* Détails de l'exercice *
Recopiez à l'identique un passage de l'entretien sur le pic pétrolier. Commencez aux mots « Faut pas trop » et arrêtez-vous après « mondiale de pétrole. ».

* Texte retenu *
★ ★ ★ ★ ★ ★ ★

Faut pas trop attendre de ce côté là.
A défaut de sources sur les réserves fabuleuses fantasmées des cornucopiens.
05 décembre 2012, par Matthieu Auzanneau
Michael Kumhof est co-responsable de la modélisation au sein du Fonds monétaire international (FMI). Avec d'autres chercheurs du FMI, il a publié plusieurs études sur le "pic pétrolier". Ces études recèlent des mises en garde concernant un possible déclin prochain de la production mondiale de pétrole.
L'inquiétude de M. Kumhof ne trouve aucun écho dans la ligne politique du FMI. Cet économiste allemand de 50 ans n'a pas été appelé à présenter ses travaux devant Christine Lagarde et le reste de la direction du bailleur international. Son travail n'en mérite pas moins l'attention...
Pourquoi vous êtes-vous penché sur la question du pic pétrolier ?
Michael Kumhof - Cela fait presque dix ans que je suis préoccupé par cette question. Je ne suis pas certain de quand le déclin de la production mondiale de pétrole risque de commencer. Mais lorsque j'observe l'économie mondiale, je sais que les implications d'un tel déclin seraient si graves qu'en tant que chercheur, je ne peux qu'examiner ce problème avec le plus grand sérieux.
Combien de temps avons-nous encore avant que le déclin commence ?

★ ★ ★ ★ ★ ★ ★

* Extraits du matériel *
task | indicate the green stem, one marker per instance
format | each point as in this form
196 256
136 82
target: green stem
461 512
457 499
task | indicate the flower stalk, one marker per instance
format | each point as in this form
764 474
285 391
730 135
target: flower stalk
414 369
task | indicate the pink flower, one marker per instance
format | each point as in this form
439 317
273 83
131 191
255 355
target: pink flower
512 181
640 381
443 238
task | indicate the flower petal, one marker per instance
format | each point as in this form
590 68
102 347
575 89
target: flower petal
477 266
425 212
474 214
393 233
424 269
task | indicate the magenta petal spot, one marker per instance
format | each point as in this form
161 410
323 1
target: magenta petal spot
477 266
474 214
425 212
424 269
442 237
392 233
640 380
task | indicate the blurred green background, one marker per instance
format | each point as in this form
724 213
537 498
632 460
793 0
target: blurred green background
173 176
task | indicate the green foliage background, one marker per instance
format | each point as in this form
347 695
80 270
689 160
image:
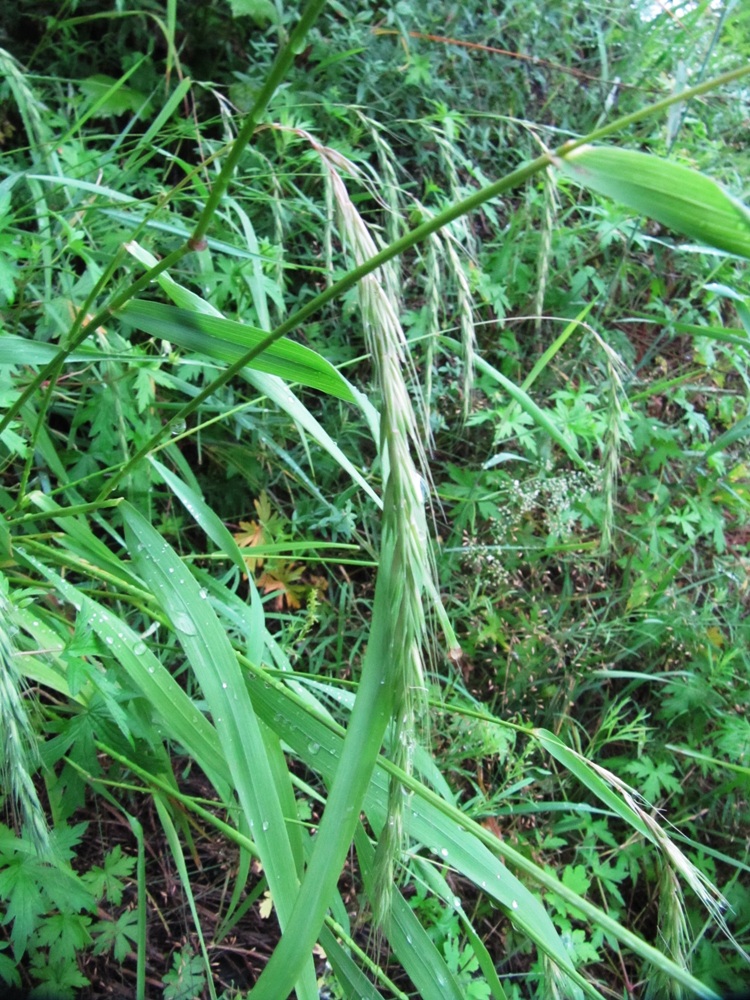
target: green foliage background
190 564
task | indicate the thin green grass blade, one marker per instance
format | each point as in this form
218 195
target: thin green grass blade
412 946
227 341
203 516
176 848
271 386
442 890
349 976
182 720
556 346
671 193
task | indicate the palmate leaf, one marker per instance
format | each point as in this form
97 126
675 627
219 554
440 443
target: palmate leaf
675 195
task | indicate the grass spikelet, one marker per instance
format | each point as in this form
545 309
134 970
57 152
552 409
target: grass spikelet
545 248
673 932
617 434
404 551
466 321
18 756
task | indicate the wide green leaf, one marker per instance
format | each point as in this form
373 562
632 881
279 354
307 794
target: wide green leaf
227 340
675 195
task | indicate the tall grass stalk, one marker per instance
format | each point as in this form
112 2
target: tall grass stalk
404 546
18 756
392 688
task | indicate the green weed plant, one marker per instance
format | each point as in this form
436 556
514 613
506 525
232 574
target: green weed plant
478 389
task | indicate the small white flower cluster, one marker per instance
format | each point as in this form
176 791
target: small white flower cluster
553 499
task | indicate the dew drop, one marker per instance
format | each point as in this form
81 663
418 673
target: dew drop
184 623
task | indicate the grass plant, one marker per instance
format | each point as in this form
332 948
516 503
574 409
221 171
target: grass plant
356 754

★ ★ ★ ★ ★ ★ ★

* Solution *
Faut pas trop attendre de ce côté là.
A défaut de sources sur les réserves fabuleuses fantasmées des cornucopiens.
05 décembre 2012, par Matthieu Auzanneau
Michael Kumhof est co-responsable de la modélisation au sein du Fonds monétaire international (FMI). Avec d'autres chercheurs du FMI, il a publié plusieurs études sur le "pic pétrolier". Ces études recèlent des mises en garde concernant un possible déclin prochain de la production mondiale de pétrole.